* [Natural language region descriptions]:
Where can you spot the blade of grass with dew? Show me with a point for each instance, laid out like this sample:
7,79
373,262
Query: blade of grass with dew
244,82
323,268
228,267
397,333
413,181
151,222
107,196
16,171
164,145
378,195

* [PROBLEM]: Every line above is to be transcribed exactly, with nothing missed.

* [PROBLEM SOLUTION]:
Where can you spot the blade of grass with dew? Show me with a point for each instance, laid out like this sample:
7,79
373,262
Query: blade of grass with dew
244,82
323,268
228,267
397,333
413,181
151,222
107,196
16,171
164,145
378,195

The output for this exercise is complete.